Set down the lines of the listing below, word for word, starting with the line containing "Drop one marker on each instance of the man's ear" and going on through the line containing "[[401, 704]]", both included.
----------
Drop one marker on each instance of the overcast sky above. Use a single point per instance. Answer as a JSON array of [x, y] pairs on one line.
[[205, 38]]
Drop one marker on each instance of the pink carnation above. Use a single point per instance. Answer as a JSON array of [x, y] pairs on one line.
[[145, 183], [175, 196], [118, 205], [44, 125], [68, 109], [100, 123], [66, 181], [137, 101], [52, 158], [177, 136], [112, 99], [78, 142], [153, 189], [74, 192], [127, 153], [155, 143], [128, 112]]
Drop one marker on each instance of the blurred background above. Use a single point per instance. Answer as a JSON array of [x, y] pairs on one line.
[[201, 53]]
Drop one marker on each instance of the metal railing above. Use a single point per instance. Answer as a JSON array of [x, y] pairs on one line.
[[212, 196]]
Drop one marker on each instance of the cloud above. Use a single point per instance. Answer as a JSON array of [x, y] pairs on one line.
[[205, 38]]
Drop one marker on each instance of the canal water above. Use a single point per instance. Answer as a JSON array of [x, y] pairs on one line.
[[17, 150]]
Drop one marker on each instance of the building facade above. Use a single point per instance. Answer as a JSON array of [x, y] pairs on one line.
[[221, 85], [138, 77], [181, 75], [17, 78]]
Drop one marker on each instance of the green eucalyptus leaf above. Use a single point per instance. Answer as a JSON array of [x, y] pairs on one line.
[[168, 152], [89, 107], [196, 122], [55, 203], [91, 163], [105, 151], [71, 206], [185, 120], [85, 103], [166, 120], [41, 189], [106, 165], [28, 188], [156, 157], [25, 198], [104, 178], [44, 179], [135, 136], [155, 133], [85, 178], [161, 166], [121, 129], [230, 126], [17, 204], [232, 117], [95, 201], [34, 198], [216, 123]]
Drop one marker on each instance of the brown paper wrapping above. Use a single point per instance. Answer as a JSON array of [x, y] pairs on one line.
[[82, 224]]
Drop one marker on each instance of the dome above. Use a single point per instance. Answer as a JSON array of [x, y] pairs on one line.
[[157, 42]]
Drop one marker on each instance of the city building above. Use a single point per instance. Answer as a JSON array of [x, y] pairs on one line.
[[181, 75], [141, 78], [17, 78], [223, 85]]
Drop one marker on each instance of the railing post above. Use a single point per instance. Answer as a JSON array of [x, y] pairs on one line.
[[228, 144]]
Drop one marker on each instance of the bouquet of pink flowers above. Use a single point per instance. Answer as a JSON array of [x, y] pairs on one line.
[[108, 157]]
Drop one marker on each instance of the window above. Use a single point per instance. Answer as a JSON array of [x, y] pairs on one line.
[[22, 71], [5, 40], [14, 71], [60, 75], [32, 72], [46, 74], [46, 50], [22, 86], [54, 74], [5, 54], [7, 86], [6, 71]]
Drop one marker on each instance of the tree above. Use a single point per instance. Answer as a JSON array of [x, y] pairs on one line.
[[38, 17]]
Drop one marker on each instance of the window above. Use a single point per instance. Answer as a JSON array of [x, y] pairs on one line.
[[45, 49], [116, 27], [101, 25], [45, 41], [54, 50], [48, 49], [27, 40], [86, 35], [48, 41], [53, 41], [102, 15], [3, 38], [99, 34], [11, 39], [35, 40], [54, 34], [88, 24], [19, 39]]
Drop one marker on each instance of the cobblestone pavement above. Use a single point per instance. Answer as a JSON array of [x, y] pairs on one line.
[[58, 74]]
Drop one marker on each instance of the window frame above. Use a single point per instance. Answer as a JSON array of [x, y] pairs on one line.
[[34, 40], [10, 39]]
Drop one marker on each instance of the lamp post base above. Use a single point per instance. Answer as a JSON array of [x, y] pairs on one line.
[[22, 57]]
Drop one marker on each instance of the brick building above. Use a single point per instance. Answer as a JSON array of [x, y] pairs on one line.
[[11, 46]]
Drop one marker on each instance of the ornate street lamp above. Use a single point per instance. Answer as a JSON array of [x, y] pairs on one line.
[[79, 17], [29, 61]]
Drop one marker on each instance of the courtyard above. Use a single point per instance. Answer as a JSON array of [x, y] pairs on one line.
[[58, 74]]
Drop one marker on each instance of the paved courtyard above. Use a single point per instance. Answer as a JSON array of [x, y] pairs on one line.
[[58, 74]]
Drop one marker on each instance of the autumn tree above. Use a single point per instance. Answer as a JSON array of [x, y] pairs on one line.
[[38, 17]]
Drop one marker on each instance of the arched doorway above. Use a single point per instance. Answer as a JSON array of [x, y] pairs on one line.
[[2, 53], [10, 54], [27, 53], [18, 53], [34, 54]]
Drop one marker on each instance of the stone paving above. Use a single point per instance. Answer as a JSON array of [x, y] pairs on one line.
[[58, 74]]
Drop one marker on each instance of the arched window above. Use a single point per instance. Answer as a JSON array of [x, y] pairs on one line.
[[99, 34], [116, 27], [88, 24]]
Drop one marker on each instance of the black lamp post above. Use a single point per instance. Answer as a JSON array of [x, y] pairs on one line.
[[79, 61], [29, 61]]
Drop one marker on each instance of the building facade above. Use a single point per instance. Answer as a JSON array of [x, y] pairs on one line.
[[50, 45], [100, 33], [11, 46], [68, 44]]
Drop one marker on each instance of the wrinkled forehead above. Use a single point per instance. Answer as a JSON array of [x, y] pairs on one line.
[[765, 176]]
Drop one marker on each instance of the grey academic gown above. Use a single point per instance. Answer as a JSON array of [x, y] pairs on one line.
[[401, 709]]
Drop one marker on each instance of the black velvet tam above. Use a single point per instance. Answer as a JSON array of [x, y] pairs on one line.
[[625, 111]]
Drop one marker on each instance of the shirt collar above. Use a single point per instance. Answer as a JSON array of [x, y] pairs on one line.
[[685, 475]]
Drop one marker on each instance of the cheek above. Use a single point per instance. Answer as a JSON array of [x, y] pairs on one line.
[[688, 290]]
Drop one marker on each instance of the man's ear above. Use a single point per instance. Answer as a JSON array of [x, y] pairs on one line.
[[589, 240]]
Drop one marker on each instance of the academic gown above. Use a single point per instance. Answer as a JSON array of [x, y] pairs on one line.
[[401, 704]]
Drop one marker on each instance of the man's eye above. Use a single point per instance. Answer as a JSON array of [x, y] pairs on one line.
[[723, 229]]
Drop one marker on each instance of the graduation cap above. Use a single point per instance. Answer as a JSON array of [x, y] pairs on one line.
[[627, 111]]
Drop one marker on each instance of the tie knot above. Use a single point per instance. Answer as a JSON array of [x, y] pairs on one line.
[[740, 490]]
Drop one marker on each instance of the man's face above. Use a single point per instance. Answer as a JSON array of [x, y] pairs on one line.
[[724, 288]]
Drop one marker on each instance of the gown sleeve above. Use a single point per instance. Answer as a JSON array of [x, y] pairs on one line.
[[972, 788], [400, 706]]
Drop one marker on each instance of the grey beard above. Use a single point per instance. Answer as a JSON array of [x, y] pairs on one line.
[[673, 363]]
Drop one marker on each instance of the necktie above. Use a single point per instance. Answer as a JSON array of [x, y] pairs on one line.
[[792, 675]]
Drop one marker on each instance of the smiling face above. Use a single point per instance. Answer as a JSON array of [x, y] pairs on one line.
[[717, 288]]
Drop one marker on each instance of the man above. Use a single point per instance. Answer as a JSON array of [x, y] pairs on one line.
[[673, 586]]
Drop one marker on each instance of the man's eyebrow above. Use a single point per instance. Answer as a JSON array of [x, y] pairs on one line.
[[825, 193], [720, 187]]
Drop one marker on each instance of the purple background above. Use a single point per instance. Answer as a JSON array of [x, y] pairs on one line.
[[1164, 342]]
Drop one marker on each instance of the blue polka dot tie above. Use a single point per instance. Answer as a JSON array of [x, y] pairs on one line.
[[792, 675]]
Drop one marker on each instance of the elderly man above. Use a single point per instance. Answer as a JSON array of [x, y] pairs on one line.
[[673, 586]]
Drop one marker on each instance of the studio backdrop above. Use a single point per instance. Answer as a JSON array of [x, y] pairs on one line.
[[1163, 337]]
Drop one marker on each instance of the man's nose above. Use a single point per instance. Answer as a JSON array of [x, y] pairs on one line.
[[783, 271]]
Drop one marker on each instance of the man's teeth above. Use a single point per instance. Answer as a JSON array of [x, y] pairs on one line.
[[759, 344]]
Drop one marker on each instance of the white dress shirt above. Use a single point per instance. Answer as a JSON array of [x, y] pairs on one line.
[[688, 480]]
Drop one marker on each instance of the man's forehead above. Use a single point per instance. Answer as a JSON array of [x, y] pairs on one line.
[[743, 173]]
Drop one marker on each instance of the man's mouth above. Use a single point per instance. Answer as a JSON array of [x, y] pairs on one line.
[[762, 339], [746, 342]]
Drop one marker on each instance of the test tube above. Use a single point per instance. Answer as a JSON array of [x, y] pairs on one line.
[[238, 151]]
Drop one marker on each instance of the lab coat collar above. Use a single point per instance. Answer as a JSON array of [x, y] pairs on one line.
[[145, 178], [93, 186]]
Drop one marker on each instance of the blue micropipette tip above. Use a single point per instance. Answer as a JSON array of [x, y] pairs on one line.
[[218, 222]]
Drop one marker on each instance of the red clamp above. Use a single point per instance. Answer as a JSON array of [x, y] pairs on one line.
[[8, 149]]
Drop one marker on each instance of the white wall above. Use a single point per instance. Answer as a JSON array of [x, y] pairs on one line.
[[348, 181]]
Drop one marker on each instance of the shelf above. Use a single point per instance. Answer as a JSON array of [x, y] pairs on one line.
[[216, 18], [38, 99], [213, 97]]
----------
- Task answer -
Drop one marker on each instance of the man's ear above. Use a single point per instance. Answer as a JSON array of [x, y] pairs on one line.
[[589, 240]]
Drop one marker on each instance of the academic gown above. Use a single point per instance. Answer as a JSON array of [x, y] pairs on one line.
[[401, 704]]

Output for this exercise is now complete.